Entries for labeling with bounding boxes
..........

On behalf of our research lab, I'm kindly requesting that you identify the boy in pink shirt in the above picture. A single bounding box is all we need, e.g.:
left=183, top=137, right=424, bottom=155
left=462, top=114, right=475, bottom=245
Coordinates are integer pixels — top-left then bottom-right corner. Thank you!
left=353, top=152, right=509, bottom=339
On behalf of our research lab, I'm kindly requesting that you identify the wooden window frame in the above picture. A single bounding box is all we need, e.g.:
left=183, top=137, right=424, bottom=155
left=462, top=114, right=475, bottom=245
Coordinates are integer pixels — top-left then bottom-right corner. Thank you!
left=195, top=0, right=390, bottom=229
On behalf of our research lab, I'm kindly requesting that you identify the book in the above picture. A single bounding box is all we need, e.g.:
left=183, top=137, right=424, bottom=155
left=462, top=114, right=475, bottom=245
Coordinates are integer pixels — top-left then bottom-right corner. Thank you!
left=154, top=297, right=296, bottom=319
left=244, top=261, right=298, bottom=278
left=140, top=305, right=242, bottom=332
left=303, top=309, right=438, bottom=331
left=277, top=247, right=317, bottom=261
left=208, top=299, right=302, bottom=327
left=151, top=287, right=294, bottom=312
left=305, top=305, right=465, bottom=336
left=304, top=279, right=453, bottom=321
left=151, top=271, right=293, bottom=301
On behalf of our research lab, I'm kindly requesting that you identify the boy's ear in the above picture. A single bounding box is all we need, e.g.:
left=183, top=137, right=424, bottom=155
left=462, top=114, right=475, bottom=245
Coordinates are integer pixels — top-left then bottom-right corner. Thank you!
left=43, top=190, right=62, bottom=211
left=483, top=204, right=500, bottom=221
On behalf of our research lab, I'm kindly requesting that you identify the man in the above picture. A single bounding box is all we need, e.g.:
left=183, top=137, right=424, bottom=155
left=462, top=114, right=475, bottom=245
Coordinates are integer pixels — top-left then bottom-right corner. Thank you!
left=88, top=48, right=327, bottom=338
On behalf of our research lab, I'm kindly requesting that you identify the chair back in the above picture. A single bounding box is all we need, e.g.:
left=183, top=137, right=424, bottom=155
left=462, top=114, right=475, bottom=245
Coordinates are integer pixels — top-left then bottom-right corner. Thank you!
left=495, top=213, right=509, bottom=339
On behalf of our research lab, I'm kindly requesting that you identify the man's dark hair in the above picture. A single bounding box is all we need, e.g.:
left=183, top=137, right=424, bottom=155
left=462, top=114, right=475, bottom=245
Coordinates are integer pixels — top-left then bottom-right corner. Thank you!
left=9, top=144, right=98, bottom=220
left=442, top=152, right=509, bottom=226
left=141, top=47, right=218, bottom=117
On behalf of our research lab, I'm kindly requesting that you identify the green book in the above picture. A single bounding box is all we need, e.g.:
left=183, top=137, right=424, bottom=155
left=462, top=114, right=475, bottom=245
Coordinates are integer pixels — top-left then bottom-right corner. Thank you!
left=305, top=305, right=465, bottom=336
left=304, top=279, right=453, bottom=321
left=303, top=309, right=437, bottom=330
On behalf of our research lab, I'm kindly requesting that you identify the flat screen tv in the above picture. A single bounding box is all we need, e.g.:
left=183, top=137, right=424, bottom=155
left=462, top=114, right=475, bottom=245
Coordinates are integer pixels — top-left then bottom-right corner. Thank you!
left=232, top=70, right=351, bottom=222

..........

- Problem statement -
Reproduce the listing with each instance of "research lab" replaced by "research group" and nothing else altered.

- Problem solution -
On behalf of our research group, I'm kindly requesting that you identify the boy in pink shirt in the above picture. A single bounding box is all we need, e.g.:
left=183, top=137, right=424, bottom=155
left=462, top=114, right=475, bottom=245
Coordinates are integer pixels — top-left then bottom-right corner. Thank you!
left=353, top=152, right=509, bottom=339
On behalf of our research group, I'm kindly requesting that you identify the wooden window frame in the above picture. A single bounding box is all we need, e.g.:
left=183, top=137, right=424, bottom=155
left=462, top=114, right=475, bottom=245
Coordinates are integer pixels — top-left then bottom-right corner. Thank you!
left=195, top=0, right=390, bottom=229
On behalf of our research group, I'm kindly requesting that you identify the book in the above picture. A single bounding box is all we need, e.g.:
left=183, top=137, right=424, bottom=155
left=462, top=114, right=475, bottom=245
Coordinates are integer pixels — top-left then bottom-right corner. Thank you!
left=154, top=297, right=296, bottom=319
left=244, top=261, right=298, bottom=278
left=140, top=305, right=242, bottom=332
left=303, top=309, right=438, bottom=331
left=277, top=247, right=317, bottom=261
left=208, top=299, right=302, bottom=327
left=151, top=287, right=294, bottom=312
left=305, top=305, right=465, bottom=336
left=304, top=279, right=453, bottom=321
left=151, top=271, right=293, bottom=301
On behalf of our research group, I'm kindly requesting that you identify the boy's ear in the above picture. A single bounding box is all we need, e.g.:
left=183, top=137, right=424, bottom=155
left=462, top=114, right=475, bottom=245
Coordinates are integer pixels — top-left then bottom-right corner. Thank you!
left=43, top=190, right=62, bottom=211
left=483, top=204, right=500, bottom=221
On behalf of our research group, I'm kindly requesting that you identify the man in the above picture. A single bounding box is all we need, e.g.:
left=183, top=137, right=424, bottom=155
left=462, top=114, right=475, bottom=245
Coordinates are integer pixels — top-left then bottom-right corner. Thank you!
left=88, top=48, right=327, bottom=338
On behalf of our research group, I'm kindly requesting that you identify the chair back in the above picture. A single bounding box is all we need, e.g.:
left=183, top=137, right=424, bottom=155
left=462, top=114, right=475, bottom=245
Coordinates are integer pixels — top-left then bottom-right corner. Thank you!
left=495, top=213, right=509, bottom=339
On behalf of our research group, I'm kindly requesting that you identify the man's dark hair in the above picture. A single bounding box is all we need, e.g.:
left=183, top=137, right=424, bottom=155
left=462, top=114, right=475, bottom=245
Coordinates are integer pixels — top-left then bottom-right corner. Thank you!
left=9, top=144, right=98, bottom=220
left=442, top=152, right=509, bottom=226
left=141, top=47, right=218, bottom=117
On behalf of our research group, I'm kindly requesting that you identify the green book in the above picture. A single bounding box is all we need, e.g.:
left=183, top=137, right=424, bottom=155
left=462, top=114, right=475, bottom=245
Coordinates are integer pixels — top-left then bottom-right corner. Thank you!
left=305, top=305, right=465, bottom=336
left=304, top=279, right=453, bottom=321
left=303, top=309, right=437, bottom=330
On behalf of our research group, I'm kindly requesting that you identify the flat screen tv in the above picture. A single bounding box is all we need, e.g.:
left=183, top=137, right=424, bottom=155
left=462, top=114, right=475, bottom=245
Coordinates are integer pixels — top-left then bottom-right corner. Thank you!
left=232, top=70, right=351, bottom=222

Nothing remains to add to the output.